Every line from the one that contains "of the windshield" to the end of the records must be restated word for word. No other line belongs in the answer.

======== Data

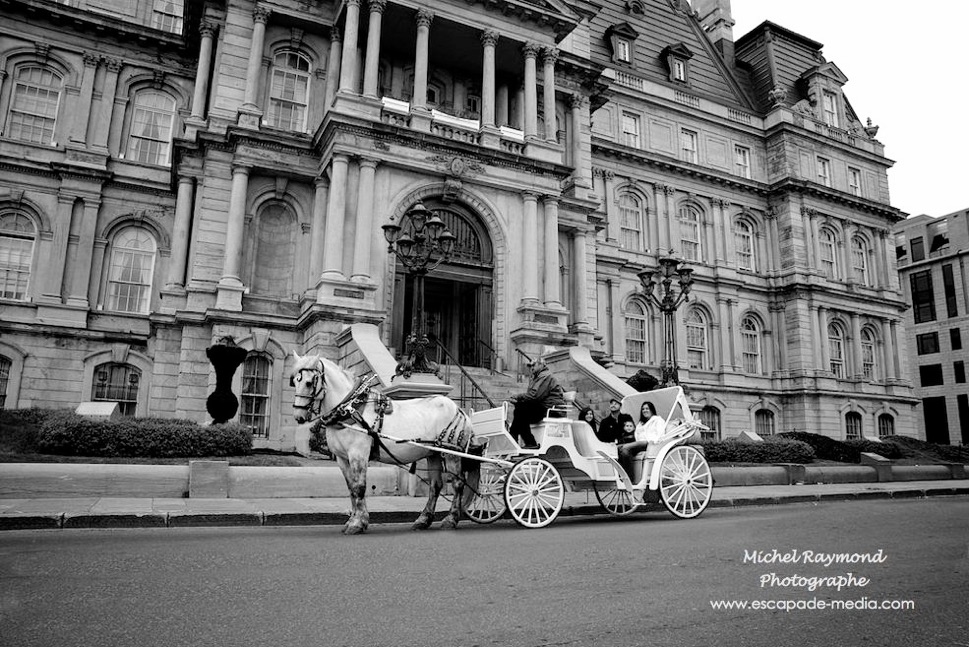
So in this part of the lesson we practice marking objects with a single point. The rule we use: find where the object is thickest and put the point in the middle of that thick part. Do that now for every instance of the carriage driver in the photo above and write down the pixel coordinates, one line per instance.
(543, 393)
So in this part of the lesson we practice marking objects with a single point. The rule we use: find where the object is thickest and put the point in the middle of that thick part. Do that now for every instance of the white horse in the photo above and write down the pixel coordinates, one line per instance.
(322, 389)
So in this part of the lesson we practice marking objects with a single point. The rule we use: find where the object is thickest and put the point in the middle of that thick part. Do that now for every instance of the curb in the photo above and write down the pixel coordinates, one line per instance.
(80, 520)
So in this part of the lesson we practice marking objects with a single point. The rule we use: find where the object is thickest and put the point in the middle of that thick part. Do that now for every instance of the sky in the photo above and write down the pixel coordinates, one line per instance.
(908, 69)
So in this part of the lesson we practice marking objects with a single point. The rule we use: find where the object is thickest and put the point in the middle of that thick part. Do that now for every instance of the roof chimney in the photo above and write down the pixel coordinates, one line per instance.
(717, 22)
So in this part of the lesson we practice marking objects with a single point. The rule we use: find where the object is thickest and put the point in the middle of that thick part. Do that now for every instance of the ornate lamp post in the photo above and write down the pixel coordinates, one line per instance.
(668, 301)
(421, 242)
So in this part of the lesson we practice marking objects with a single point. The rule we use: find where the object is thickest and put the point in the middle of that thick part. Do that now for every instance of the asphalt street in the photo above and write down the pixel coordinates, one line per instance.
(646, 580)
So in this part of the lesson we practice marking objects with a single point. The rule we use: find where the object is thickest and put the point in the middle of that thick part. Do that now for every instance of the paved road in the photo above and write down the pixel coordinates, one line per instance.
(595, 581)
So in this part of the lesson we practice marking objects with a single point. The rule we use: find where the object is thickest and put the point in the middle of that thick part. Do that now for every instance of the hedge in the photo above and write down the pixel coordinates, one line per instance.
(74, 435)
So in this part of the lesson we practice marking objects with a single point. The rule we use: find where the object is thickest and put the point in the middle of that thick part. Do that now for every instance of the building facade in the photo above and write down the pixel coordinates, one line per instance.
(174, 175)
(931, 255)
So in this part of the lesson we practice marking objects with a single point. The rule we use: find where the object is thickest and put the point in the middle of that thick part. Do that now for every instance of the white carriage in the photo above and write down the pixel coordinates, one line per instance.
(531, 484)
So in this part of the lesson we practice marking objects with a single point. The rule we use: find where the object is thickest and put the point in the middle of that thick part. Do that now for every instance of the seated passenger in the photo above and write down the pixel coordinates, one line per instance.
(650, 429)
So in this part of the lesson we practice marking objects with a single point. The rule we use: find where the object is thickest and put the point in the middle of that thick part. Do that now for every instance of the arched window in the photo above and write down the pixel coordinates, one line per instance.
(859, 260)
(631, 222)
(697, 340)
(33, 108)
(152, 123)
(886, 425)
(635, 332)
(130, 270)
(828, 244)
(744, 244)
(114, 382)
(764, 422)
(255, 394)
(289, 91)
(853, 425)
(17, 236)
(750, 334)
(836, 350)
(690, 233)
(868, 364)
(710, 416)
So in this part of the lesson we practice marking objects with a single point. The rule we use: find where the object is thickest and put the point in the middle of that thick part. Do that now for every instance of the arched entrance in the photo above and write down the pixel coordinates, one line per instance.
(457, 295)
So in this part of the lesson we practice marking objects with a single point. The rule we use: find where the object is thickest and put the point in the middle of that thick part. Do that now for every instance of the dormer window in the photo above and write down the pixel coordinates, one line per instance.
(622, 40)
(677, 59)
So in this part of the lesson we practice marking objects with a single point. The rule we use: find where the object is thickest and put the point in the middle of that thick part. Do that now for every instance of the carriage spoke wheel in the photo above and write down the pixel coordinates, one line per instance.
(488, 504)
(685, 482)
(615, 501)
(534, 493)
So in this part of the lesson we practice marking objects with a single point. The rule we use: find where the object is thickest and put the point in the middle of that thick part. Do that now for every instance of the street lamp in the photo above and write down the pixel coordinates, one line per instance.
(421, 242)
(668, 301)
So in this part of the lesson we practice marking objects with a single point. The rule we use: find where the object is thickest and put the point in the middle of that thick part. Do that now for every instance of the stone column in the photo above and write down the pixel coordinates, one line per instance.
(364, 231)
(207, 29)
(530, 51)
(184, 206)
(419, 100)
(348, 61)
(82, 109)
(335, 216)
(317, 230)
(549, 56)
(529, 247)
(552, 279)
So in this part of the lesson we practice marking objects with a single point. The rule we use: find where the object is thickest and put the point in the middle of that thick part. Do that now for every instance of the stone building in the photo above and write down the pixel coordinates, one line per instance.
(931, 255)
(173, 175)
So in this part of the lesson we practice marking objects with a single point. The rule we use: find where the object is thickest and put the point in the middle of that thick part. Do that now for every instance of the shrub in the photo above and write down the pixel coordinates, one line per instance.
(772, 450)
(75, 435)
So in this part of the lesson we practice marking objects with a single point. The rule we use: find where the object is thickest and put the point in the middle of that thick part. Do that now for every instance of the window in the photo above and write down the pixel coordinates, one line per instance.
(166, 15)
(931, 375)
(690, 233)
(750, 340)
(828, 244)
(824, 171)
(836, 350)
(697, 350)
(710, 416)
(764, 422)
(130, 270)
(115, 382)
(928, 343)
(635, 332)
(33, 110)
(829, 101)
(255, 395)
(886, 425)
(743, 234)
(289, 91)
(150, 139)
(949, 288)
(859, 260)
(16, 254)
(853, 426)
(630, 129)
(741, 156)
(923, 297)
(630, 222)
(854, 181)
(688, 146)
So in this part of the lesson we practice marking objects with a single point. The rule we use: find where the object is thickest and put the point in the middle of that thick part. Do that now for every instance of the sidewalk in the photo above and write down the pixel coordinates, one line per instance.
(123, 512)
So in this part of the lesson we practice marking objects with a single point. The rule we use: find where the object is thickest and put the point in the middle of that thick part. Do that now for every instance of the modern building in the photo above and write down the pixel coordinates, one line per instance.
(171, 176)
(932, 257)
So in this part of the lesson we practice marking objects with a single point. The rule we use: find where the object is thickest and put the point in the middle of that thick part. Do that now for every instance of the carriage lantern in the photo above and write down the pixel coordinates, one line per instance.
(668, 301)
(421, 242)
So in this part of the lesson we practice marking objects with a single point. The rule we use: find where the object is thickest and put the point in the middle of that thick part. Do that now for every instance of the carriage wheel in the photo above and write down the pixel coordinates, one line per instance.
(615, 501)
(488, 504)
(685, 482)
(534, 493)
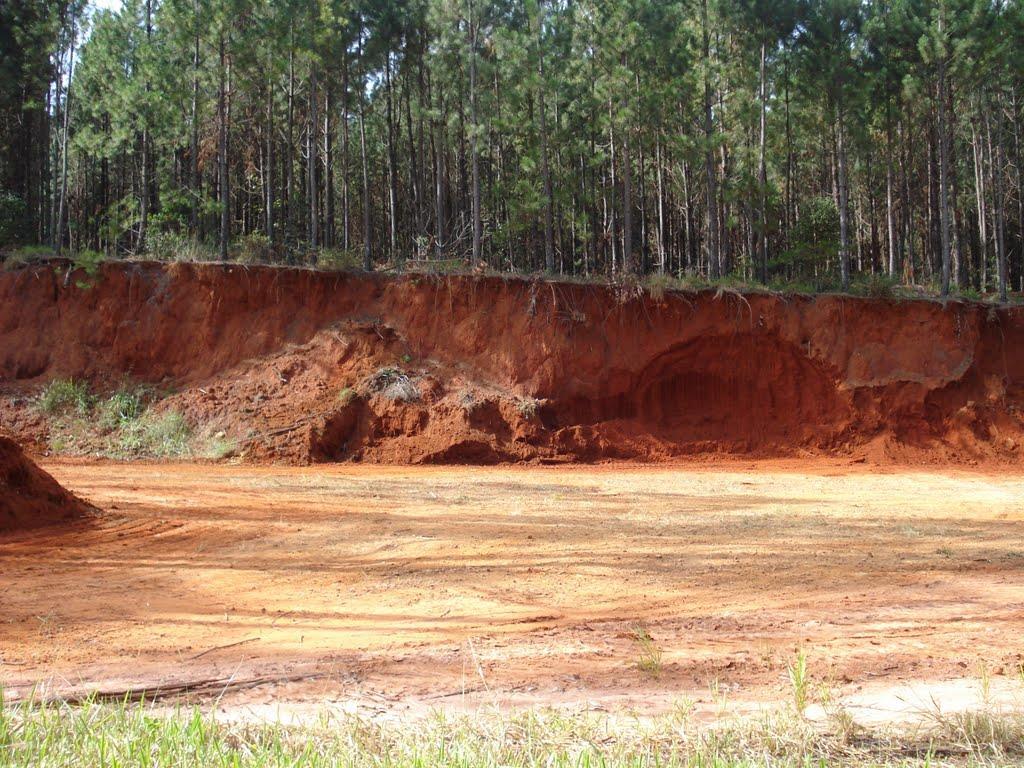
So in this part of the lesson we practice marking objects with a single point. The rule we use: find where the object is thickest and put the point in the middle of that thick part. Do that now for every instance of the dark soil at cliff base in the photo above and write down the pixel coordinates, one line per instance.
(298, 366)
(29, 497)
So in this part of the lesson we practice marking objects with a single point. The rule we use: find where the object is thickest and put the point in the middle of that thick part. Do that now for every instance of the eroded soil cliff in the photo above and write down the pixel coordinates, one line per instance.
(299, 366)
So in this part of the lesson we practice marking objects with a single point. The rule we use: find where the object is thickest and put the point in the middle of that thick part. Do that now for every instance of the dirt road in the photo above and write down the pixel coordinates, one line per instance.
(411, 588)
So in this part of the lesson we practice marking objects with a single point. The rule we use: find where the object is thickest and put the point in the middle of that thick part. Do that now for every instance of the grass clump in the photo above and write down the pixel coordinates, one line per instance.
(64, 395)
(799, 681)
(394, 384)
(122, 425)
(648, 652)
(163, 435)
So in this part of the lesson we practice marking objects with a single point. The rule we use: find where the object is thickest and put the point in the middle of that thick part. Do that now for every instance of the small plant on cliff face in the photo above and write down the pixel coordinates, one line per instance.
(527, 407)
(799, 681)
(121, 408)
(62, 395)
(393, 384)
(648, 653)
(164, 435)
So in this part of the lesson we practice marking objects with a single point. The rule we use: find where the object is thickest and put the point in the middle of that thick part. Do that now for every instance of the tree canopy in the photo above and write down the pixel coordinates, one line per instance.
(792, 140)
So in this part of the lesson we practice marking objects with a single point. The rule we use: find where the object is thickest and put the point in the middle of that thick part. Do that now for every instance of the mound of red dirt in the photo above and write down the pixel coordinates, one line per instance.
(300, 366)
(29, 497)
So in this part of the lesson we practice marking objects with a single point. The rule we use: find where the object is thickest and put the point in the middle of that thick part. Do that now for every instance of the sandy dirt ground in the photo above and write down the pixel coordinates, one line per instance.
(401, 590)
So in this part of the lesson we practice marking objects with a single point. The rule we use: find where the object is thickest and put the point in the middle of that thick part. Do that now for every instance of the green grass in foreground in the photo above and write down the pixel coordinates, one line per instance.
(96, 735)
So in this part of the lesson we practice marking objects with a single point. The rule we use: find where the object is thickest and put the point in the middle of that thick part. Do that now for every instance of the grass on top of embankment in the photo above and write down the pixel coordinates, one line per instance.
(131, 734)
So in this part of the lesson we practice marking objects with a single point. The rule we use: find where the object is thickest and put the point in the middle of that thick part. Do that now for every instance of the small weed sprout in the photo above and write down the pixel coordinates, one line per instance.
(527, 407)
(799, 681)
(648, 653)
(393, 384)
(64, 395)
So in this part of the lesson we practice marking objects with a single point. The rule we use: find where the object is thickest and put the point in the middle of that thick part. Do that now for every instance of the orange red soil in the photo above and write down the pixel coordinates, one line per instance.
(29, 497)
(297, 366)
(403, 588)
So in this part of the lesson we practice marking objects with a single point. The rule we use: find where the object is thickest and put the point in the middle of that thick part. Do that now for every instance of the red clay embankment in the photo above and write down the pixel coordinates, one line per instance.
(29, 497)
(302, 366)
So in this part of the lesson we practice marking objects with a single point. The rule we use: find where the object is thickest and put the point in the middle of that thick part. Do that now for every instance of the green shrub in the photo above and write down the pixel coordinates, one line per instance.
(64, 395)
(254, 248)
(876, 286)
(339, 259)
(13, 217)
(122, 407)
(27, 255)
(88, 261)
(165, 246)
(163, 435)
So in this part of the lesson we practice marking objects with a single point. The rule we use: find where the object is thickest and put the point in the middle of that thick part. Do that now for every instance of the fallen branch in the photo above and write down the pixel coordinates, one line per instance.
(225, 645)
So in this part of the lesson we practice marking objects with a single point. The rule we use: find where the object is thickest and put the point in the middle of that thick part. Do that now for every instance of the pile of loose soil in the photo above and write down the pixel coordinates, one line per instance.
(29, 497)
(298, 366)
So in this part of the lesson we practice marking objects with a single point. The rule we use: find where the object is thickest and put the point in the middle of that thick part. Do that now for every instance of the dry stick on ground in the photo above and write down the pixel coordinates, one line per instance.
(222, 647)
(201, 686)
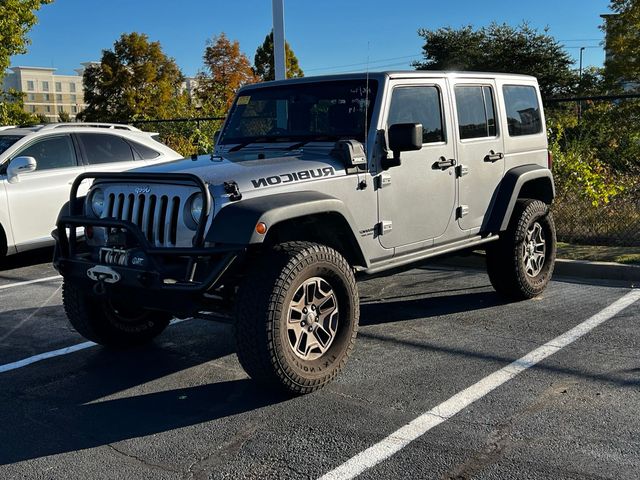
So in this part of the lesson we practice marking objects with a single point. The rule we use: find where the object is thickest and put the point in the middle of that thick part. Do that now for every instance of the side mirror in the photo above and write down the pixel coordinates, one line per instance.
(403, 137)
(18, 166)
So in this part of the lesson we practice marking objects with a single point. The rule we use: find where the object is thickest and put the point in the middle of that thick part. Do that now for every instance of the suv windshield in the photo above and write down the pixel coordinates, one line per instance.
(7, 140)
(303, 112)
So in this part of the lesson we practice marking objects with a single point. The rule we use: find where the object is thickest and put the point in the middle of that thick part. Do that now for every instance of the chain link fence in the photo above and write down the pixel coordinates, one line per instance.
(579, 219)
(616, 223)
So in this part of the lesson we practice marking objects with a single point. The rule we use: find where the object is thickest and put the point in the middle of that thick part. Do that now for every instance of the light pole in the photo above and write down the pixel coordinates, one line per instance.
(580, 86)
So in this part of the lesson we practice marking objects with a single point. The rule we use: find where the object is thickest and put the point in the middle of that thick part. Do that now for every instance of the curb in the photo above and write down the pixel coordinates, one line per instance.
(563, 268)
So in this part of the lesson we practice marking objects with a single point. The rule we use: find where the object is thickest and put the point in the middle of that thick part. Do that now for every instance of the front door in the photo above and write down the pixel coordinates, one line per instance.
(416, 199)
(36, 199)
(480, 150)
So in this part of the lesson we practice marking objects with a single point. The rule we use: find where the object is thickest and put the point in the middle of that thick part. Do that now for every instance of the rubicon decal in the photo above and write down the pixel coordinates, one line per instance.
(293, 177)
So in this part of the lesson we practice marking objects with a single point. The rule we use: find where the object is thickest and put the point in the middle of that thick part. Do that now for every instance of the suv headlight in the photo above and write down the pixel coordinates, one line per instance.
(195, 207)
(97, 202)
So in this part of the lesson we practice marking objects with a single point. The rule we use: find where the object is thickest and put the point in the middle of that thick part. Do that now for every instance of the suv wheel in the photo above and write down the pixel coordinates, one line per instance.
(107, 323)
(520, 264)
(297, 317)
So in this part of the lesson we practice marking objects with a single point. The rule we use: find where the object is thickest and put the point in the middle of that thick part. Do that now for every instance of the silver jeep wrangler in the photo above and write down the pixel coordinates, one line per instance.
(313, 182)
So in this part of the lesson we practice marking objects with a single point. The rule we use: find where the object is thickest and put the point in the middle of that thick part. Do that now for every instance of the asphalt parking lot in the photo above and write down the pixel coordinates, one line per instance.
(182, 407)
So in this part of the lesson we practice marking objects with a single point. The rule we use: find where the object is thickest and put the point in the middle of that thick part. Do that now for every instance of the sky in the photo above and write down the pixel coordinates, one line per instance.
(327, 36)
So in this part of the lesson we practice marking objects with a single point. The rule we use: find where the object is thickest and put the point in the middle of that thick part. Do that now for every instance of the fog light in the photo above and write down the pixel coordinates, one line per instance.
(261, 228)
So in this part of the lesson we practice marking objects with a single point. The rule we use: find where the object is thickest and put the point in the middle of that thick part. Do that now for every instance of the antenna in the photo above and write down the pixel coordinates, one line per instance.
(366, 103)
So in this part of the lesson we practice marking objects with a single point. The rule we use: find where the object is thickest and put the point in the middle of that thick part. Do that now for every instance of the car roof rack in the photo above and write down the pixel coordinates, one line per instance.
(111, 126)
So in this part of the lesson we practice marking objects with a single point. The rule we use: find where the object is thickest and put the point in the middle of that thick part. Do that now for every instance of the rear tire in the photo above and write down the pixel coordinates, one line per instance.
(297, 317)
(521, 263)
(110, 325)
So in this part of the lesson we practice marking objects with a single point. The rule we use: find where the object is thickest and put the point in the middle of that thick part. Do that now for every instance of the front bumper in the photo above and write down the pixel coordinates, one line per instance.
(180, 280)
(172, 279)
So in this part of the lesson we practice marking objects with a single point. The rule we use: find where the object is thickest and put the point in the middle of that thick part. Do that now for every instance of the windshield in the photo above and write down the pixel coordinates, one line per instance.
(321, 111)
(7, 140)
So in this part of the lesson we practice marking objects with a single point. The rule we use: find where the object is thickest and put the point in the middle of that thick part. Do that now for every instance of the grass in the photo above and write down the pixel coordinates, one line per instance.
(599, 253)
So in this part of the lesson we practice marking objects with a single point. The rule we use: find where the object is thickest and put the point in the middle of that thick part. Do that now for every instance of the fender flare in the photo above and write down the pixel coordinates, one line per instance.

================

*Reply to the task*:
So in this part of the lesson we practice marking objects with a single point. The rule we use: find where the object is thickest and put the point in the middle of that thick part. Do that now for every instance of the windshield in the photo above and write down the pixel coordinates, one line per instance.
(321, 111)
(7, 140)
So in this part of the lesson we practice marking objects with a single point. The rule we use: find where the object is thickest and put the point in the middle of that thick part. Do that now for every instance of the grass in the photo above and write down the pixel coordinates, one line per instance.
(599, 253)
So in this part of the lesson we practice marking objects with a single point. The rule we use: find where the object is thickest and put the point in the middle of that thick part. Do that now for every instance of the fender flare in the photo above and write down the pixel coordinates, one line per instance.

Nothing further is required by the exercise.